SHORT EXERCISE 1
Convert the box-labeling listing into a numbered list with the blank lines removed, and leave the pictures out.

EXCERPT
# Bulgarian Split-Squats, Mountain Dog Style



## NbleSavage (Apr 27, 2014)

I always hated doing these things, mostly because of the balance-related challenges when trying to go heavy. 

Big John seems to have nailed the form here, using only one dumbbell and using his opposite hand to help stabilize himself. The 'Pause' addition to the lift just seems brutal. Going to add these to my quad training.


----------



## Tren4Life (Apr 27, 2014)

Damn!!!! Is that a softball on the inside of his knee?


----------



## NbleSavage (Apr 27, 2014)

Steelers4Life said:


> Damn!!!! Is that a softball on the inside of his knee?



His build helps (he's around 5'7") but yea, he's got some exceptional teardrop development.


----------



## ECKSRATED (Apr 27, 2014)

5 7 or not the guys trains his ****ing ass off. Shit I'm 5 8 and I tthink his calfs are bigger than my quads. Hahaha.


----------



## BrutesorGods (Apr 27, 2014)

Rows from a box-labeling dataset
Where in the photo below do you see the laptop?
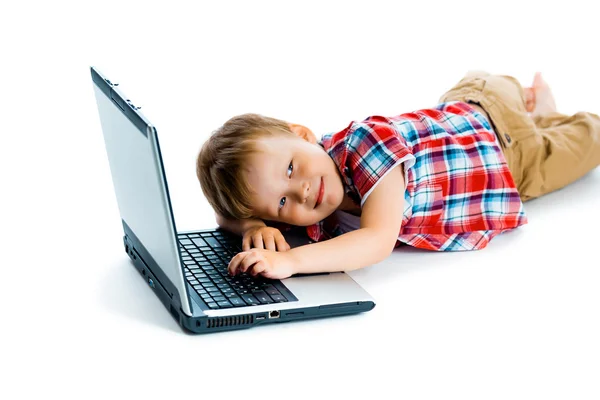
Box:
[91,67,375,333]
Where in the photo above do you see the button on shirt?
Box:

SHORT EXERCISE 2
Carry on the forum thread about Bulgarian split squats from the point where it stops.

RESPONSE 1
1. Where in the photo below do you see the laptop?
2. Box:
3. [91,67,375,333]
4. Where in the photo above do you see the button on shirt?
5. Box:

RESPONSE 2
My left quad was on fire just watching that


----------



## Azog (Apr 28, 2014)

Meadows threw these at me last week. Mine weren't quite as intense...but damn they got me good! This guy has my quads blowing up!


----------



## NbleSavage (Apr 28, 2014)

Azog said:


> Meadows threw these at me last week. Mine weren't quite as intense...but damn they got me good! This guy has my quads blowing up!



I am so jelly


----------



## Darkhorse1 (May 13, 2014)

OUCH!! May have to try this as much as I don't want to....
My favorite part of this clip is the shreck doll doing the "intimidating"!!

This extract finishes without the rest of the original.